INSTRUCTION
Can you rewrite all of the material below, swapping "bear's" for "animal's" and leaving everything else unchanged?

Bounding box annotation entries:
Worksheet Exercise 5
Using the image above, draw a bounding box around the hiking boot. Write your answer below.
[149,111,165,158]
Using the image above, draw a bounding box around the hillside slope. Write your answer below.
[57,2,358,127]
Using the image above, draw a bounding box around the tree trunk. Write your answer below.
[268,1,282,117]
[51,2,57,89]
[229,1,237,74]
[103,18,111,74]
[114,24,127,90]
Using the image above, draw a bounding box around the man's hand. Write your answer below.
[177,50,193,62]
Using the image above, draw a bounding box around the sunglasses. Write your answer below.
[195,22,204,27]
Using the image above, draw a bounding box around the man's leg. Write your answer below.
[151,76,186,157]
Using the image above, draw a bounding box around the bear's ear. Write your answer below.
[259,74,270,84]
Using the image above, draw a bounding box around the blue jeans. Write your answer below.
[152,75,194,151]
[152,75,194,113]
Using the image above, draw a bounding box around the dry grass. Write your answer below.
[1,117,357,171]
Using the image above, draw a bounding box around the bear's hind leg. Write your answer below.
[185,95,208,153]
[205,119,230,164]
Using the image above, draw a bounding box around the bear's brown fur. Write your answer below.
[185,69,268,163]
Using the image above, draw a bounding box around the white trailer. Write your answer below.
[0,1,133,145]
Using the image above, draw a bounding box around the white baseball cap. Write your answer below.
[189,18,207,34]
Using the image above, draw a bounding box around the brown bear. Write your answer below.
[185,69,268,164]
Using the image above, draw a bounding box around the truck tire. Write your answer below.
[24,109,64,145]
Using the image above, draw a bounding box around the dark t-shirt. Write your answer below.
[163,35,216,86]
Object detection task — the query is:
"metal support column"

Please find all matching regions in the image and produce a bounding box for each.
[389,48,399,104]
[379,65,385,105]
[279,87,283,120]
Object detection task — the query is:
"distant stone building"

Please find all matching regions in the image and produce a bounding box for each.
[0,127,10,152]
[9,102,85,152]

COMPLETE RESPONSE
Worksheet Exercise 5
Using the image above, draw a bounding box around the hiking boot. Write your answer below.
[149,111,165,158]
Using the image above, draw a bounding box around the hillside slope. Write your answer below.
[57,2,358,127]
Using the image above, draw a bounding box around the tree trunk. Write your answer below.
[268,1,282,117]
[51,2,57,89]
[229,1,237,74]
[103,18,111,74]
[114,24,127,90]
Using the image above, draw a bounding box around the man's hand. Write your answer below.
[177,50,193,62]
Using the image above, draw a bounding box around the sunglasses. Write your answer below.
[195,22,204,27]
Using the image above, draw a bounding box around the man's leg. Write your answer below.
[151,76,186,157]
Using the image above, draw a bounding box around the animal's ear. Write your answer below.
[259,74,270,84]
Using the image above, draw a bounding box around the blue jeans. Write your answer below.
[152,75,194,151]
[152,75,194,113]
Using the image above, draw a bounding box around the dry grass. Write your answer below.
[1,117,357,171]
Using the image above, draw a bounding box around the animal's hind leg. Write your answer below.
[185,95,208,153]
[205,119,230,164]
Using the image above, draw a bounding box around the animal's brown fur. Write your answer below.
[185,69,268,163]
Using the image above, draw a bounding box around the white trailer. Write your answer below.
[0,1,133,145]
Using the image above, draw a bounding box around the white baseball cap. Write your answer below.
[189,18,207,34]
Using the image above, draw a bounding box around the brown bear. Write your answer below.
[185,69,268,164]
Using the image above, draw a bounding box around the truck tire. Write your answer below.
[24,109,64,145]
Using the image above, draw a bounding box around the dark t-shirt. Write your answer below.
[163,35,216,86]
Object detection task — the query is:
"metal support column"

Please find all matching regions in the image and produce a bounding box for each.
[389,48,399,104]
[379,65,385,105]
[279,87,283,120]
Object detection task — the query is:
"distant stone building"

Please find all matching regions in the image and produce a bounding box for each.
[0,127,10,152]
[9,102,85,152]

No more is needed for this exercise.